▶ [Material for this exercise]:

-- Opening Marker --

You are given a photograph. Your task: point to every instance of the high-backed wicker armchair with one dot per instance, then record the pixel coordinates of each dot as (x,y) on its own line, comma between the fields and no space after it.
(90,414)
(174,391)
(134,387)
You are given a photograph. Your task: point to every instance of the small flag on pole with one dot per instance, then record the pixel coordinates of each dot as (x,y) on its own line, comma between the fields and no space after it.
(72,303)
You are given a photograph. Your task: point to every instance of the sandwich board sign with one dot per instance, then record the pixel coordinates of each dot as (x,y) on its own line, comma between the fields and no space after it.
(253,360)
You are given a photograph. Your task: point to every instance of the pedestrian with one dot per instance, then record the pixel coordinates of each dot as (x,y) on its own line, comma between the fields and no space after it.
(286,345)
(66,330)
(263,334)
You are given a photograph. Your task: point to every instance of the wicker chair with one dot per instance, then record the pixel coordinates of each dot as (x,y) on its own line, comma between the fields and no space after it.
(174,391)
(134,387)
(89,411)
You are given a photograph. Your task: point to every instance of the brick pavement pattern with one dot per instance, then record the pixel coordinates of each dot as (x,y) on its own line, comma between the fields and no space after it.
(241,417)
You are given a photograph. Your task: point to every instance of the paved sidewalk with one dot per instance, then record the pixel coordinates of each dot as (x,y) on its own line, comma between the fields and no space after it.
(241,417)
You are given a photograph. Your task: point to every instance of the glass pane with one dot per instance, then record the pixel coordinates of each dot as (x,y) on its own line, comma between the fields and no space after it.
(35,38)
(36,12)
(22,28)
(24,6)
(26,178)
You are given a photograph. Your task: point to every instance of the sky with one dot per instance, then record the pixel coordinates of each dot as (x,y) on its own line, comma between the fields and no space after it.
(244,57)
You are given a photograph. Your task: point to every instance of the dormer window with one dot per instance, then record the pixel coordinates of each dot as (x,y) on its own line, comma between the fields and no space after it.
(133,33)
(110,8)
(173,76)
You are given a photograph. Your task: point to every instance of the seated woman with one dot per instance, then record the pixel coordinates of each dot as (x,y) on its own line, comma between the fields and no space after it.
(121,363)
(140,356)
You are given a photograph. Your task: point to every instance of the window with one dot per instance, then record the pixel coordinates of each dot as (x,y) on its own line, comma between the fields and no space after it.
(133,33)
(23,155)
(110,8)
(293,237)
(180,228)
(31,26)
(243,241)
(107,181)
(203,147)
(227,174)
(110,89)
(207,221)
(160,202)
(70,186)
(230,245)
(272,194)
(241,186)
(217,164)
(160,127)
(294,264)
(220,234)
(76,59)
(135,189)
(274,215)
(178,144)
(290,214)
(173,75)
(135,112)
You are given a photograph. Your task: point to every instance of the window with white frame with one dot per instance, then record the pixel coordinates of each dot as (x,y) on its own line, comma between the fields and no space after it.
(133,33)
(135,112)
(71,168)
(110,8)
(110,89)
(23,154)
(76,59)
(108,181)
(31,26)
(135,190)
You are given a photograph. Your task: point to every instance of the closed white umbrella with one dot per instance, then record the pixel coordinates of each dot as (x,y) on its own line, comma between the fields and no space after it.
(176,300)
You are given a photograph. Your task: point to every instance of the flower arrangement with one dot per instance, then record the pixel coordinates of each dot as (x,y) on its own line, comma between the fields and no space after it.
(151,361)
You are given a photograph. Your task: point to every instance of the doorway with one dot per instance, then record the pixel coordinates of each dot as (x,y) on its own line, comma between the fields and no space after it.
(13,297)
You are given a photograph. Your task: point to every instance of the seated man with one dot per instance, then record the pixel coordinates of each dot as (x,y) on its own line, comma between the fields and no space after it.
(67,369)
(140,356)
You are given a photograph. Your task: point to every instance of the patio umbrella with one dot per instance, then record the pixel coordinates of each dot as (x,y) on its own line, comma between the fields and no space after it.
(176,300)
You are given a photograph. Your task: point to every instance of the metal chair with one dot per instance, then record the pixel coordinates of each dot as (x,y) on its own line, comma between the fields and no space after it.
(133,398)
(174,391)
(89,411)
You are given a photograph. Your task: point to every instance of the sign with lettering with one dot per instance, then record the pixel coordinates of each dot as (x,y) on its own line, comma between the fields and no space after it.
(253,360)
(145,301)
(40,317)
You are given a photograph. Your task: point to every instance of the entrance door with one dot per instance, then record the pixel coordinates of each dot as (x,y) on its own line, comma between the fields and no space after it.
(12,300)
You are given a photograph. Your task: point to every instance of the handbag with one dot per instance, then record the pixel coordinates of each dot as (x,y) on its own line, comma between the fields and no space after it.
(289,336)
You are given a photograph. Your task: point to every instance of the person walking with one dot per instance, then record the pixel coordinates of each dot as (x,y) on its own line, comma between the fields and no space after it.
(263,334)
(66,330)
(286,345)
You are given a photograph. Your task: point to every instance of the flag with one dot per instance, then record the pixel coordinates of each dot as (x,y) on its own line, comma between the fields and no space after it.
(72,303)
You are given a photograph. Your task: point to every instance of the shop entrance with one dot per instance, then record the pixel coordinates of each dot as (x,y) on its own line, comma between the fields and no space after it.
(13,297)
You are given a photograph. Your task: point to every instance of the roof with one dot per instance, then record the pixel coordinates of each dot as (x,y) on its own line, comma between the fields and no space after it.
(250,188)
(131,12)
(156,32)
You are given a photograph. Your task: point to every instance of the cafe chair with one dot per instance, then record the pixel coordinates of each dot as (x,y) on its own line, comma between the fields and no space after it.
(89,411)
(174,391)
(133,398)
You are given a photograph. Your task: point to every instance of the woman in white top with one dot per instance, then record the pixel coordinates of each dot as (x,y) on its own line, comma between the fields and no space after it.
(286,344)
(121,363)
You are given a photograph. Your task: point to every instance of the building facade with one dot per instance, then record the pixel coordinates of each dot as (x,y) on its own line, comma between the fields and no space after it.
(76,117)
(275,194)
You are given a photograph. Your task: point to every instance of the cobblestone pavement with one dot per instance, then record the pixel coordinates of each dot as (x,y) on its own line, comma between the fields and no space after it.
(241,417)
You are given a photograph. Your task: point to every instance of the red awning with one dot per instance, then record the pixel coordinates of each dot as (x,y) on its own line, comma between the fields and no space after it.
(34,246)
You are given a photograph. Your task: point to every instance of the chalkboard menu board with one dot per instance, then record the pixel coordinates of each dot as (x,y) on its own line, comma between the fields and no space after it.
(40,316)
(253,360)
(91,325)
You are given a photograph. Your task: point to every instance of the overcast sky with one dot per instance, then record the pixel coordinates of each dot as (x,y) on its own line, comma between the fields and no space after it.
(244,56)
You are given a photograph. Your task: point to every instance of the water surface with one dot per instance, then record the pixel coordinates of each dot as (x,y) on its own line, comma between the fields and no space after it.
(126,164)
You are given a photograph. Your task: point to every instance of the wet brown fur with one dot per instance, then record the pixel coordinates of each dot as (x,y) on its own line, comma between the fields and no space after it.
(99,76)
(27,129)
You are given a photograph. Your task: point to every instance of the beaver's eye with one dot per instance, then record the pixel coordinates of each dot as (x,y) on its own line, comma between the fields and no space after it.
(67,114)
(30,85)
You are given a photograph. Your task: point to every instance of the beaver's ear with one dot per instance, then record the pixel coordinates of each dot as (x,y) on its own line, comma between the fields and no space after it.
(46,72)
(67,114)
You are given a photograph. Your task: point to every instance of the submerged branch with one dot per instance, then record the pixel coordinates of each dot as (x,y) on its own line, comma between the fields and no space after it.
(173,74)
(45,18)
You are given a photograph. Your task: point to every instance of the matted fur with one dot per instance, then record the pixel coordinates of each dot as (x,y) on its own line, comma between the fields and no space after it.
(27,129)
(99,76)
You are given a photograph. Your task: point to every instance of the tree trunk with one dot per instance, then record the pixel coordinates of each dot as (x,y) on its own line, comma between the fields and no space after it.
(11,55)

-- Closing Marker --

▶ [Problem]:
Reply with the complete data above, every character as it stands.

▶ [Solution to this task]:
You are given a photograph. Your task: point to every instance of the high-backed wicker armchair with one dot per instance, then record the pixel coordinates of each dot as (x,y) on its own line, comma between the fields and no space after it.
(90,414)
(174,391)
(134,387)
You are given a photograph. Your task: point to every instance of the small flag on pole with one dot per instance, then record the pixel coordinates of each dot as (x,y) on its own line, comma between the fields and no space after it.
(72,303)
You are given a photograph. Your task: point to every instance of the sandwich board sign with one dot per instance, then record the pixel coordinates of each dot as (x,y) on its own line, comma between the fields and no space after it.
(253,360)
You are given a photograph. Your task: point to every instance of the pedestrian with one dot per instance, then record the pixel coordinates of each dot as (x,y) on its own line, comma between the fields and no space after it.
(286,345)
(66,330)
(263,334)
You are given a photograph. Your task: point to every instance of the wicker chair with one dot per instance, then record the pixel coordinates of each dot as (x,y) on its own line, comma between the fields and no space after it.
(174,391)
(134,387)
(89,411)
You are given a photograph. Your task: point to every instance of the brick pavement pattern with one dot per instance, then record the pixel coordinates of each dot as (x,y) on its own line, comma between the fields and no space after it.
(241,417)
You are given a photograph. Your task: point to every instance of the paved sidewalk with one dot per instance, then record the pixel coordinates of each dot as (x,y) on its own line, comma between the fields and no space after it.
(241,417)
You are given a photograph. Your task: point to every instance of the glass pane with one dot per instance, then record the pixel coordinates of each dot as (x,y) on its own line, comma between the fields and no space after it.
(35,38)
(36,12)
(22,28)
(24,6)
(26,178)
You are given a photograph. Your task: point to every instance of the sky with one dot per instance, then record the pixel coordinates of each dot as (x,y) on its own line, comma between the fields and no space after it.
(244,57)
You are given a photograph. Your task: point to every instance of the dormer window with one dot per instance, then record the pixel coordinates of each dot as (x,y) on its own line, comma between the fields and no space after it.
(133,33)
(110,8)
(173,76)
You are given a photograph. Your task: point to every instance of the seated woman with one dot per instance, then record the pixel coordinates of each dot as (x,y) on its own line, comma between the fields and no space after it.
(121,363)
(140,356)
You are given a photograph. Your task: point to every instance of the window with one dot per instance, then record the pixel coordinates of each dot as (x,y) on its own line, comma between the fields and no space after it.
(133,33)
(23,155)
(110,8)
(293,237)
(180,228)
(31,26)
(243,241)
(107,181)
(203,147)
(227,174)
(110,89)
(207,221)
(160,202)
(70,186)
(230,245)
(272,194)
(241,186)
(217,164)
(160,127)
(294,264)
(220,234)
(76,59)
(135,189)
(274,215)
(178,144)
(290,214)
(173,75)
(135,112)
You are given a photograph. Your task: point to every instance of the window with white frame with one dot per instance, then record the pixel coordinates of each dot as (x,y) on its own line, comma between the fields and no space after it.
(133,33)
(135,112)
(71,168)
(110,8)
(110,89)
(23,154)
(76,59)
(108,181)
(31,26)
(135,190)
You are given a photograph. Your task: point to every instance of the closed white umbrella with one dot per instance, then record the pixel coordinates of each dot as (x,y) on its own line, comma between the fields and no space after it.
(176,300)
You are given a photograph. Your task: point to every instance of the flower arrangement with one dot per instance, then record the pixel coordinates of each dot as (x,y) on its own line, comma between the fields and no space after it.
(151,361)
You are given a photograph. Your task: point to every instance of the doorway with one dot per instance, then record the pixel coordinates of each dot as (x,y) on its own line, comma between the fields and no space after it.
(13,297)
You are given a photograph. Your task: point to every instance of the seated man with one dot per instance, then record the pixel coordinates of each dot as (x,y) on its own line, comma between the fields and no space after it.
(67,369)
(140,356)
You are given a photograph. Your task: point to every instance of the patio umbrella with one dot per instance, then record the pixel coordinates of each dot as (x,y) on its own line, comma between the fields and no space after it.
(176,300)
You are given a photograph. Your task: point to every instance of the metal chair with one dot per instance, then record the pixel coordinates of each dot as (x,y) on its own line, comma between the fields and no space after it.
(133,398)
(174,391)
(89,411)
You are given a photograph. Your task: point to every instance of the sign with lettering with one dot per instance, then record the pixel coordinates of each dot as (x,y) on its own line, comma between the fields and no space after it.
(253,360)
(145,301)
(40,317)
You are given a photograph. Your task: point to every instance of the entrance door with one dot per instance, then record the pixel coordinates of each dot as (x,y) on its own line, comma between the fields and no space after it.
(12,300)
You are given a photograph. Your task: point to every instance of the handbag with one dot per instance, then record the pixel coordinates of each dot as (x,y) on its own line, comma between the fields and no space after it.
(289,336)
You are given a photograph. Your task: point to every instance of the person walking with one dot per instance, then record the pixel coordinates of each dot as (x,y) on its own line, comma between the fields and no space after it.
(263,334)
(66,330)
(286,345)
You are given a photograph. Your task: point to every instance of the flag with one dot per instance, then record the pixel coordinates of each dot as (x,y) on its own line, comma between the fields and no space after it.
(72,303)
You are given a photograph. Your task: point to every instance of the shop entrance with one dot per instance, then record the pixel coordinates of each dot as (x,y) on its own line, comma between the fields and no space after it.
(13,297)
You are given a photograph. Your task: point to every instance of the roof with one dot per instance, then record the pixel coordinates of each dot as (x,y) on its own line, comma between the fields and no space after it.
(250,188)
(131,12)
(156,32)
You are given a photograph. Your task: point to every instance of the cafe chair with one dot per instance, then record the pixel coordinates of each dot as (x,y) on its own line, comma between the fields and no space after it.
(89,411)
(174,391)
(133,398)
You are given a photograph. Your task: point to every instance of the woman in white top with one dot per instance, then record the pixel coordinates of each dot as (x,y) on its own line, comma between the fields and no space after it.
(286,344)
(121,363)
You are given a photograph. Your task: point to every instance of the building facade with one dot per instance, then record the pixel coordinates of each dot as (x,y) on its own line, comma between the fields and no space after it.
(76,117)
(275,194)
You are given a photograph. Your task: point to every instance of the cobblestone pavement with one dot per instance, then record the pixel coordinates of each dot as (x,y) on its own line, comma between the fields and no space after it.
(241,417)
You are given a photograph. Your task: point to every instance of the red awning with one dot per instance, then record the pixel coordinates of each dot as (x,y) on its own line, comma between the fields and no space after it.
(34,246)
You are given a photograph. Your task: point to every instance of the chalkboard menu board with one dot per instance, then record the pixel coordinates of each dot as (x,y) on its own line, comma between the fields and no space after it.
(40,316)
(253,360)
(91,325)
You are given a photograph. Your task: point to every instance of the overcast sky with one dot per instance, then record the pixel coordinates of each dot as (x,y) on its own line, comma between the fields and no space after it.
(244,56)
You are given a photograph. Your task: point to every instance of the water surface with one dot per instance, then record the pixel coordinates of each dot as (x,y) on its own line, comma between the fields and no space after it.
(126,164)
You are given a photograph. Your task: point to every instance of the wet brown fur with one dot per instance, then record the pixel coordinates of each dot as (x,y) on its own line, comma between the fields and no space after it.
(99,76)
(27,129)
You are given a photograph. Your task: point to every instance of the beaver's eye with one dot per instance, then record the pixel coordinates of each dot as (x,y) on its own line, comma between the fields and no space after it.
(67,114)
(30,85)
You are given a photograph. Your task: point to every instance of the beaver's ear with one dot per instance, then record the pixel coordinates of each dot as (x,y) on its own line, comma between the fields and no space after it.
(46,72)
(67,114)
You are given a photograph. Your task: point to every instance of the submerged branch with one dot per instance, then record the pixel coordinates of each dot as (x,y) on its own line, comma between the fields and no space after it.
(173,74)
(45,18)
You are given a photograph. Your task: point to every instance of the matted fur with one dot per instance, then record the pixel coordinates of each dot as (x,y) on its own line, comma between the fields and no space after it.
(27,129)
(99,76)
You are given a photograph. Your task: point to every instance of the tree trunk with one dot per instance, then record the pixel coordinates of each dot as (x,y) on its own line, comma between the fields and no space after it.
(11,55)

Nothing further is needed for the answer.